*What is being asked*: Copy all of the data below exactly as it is given.

*Entries supplied*:
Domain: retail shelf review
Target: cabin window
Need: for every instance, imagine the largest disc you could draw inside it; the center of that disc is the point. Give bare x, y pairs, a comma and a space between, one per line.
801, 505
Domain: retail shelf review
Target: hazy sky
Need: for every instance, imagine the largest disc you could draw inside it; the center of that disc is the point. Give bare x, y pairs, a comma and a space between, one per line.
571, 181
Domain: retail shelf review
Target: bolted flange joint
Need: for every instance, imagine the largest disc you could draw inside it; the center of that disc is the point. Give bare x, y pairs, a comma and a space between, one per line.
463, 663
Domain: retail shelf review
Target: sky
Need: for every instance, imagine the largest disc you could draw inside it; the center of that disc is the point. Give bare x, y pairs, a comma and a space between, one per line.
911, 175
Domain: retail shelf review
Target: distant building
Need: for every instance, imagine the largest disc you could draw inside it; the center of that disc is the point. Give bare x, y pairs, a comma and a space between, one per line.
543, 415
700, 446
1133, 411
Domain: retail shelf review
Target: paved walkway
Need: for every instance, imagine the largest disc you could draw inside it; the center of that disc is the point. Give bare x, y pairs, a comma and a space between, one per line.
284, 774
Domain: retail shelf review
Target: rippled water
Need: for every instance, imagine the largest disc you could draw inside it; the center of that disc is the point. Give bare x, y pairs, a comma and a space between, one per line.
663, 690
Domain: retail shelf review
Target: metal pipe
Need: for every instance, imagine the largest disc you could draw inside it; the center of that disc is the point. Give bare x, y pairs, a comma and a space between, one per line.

*Result*:
Domain: retail shelf review
Target: cabin window
Need: for every instance, imagine the largest disc you could draw inside it; the center of that disc is the point. Give bare x, y pairs, a comma and a space between, one per line.
801, 505
Domain: retail shelf review
Target: hazy sky
Need: for every instance, imagine the largest disc you could draw inside it; the center of that disc is the point. Give bare x, y pairs, a comma and a space between, one per line.
571, 181
Domain: retail shelf review
Target: bolted flange joint
Need: for every instance, imagine the largest disc you could draw inside it; the center of that disc is the point. Give bare x, y pairs, a comma and a space between, one per line.
463, 663
Domain: retail shelf review
Target: sky
Need: for every instance, imagine the largest disc you could draw inside it; the center of that disc is the point. Give bare x, y pairs, a comma and a space between, one per line.
911, 175
Domain: retail shelf review
Target: distant building
Need: for every instance, imagine the largest disc you could draw inside it; the center of that disc is the point. Give bare x, y pairs, a comma and a space between, one per line.
543, 415
700, 446
1133, 411
Domain: retail shelf review
Target: paved walkway
Need: for every instance, imagine the largest disc you could draw inside it; the center of that disc is the point. Give bare x, y pairs, a comma and a space between, one per line.
284, 774
Domain: retail shelf review
Target: rippled water
Need: for every instance, imagine the largest disc you could draw inside it; the center of that disc is the point. Give bare x, y pairs, a comma and a space between, one per line.
663, 690
Domain: retail shelf review
Target: metal pipe
Need: for every instance, imagine the largest disc you could draw inside it; the center of that disc is the point. Give bare x, y pairs, a comma and a space between, one per line.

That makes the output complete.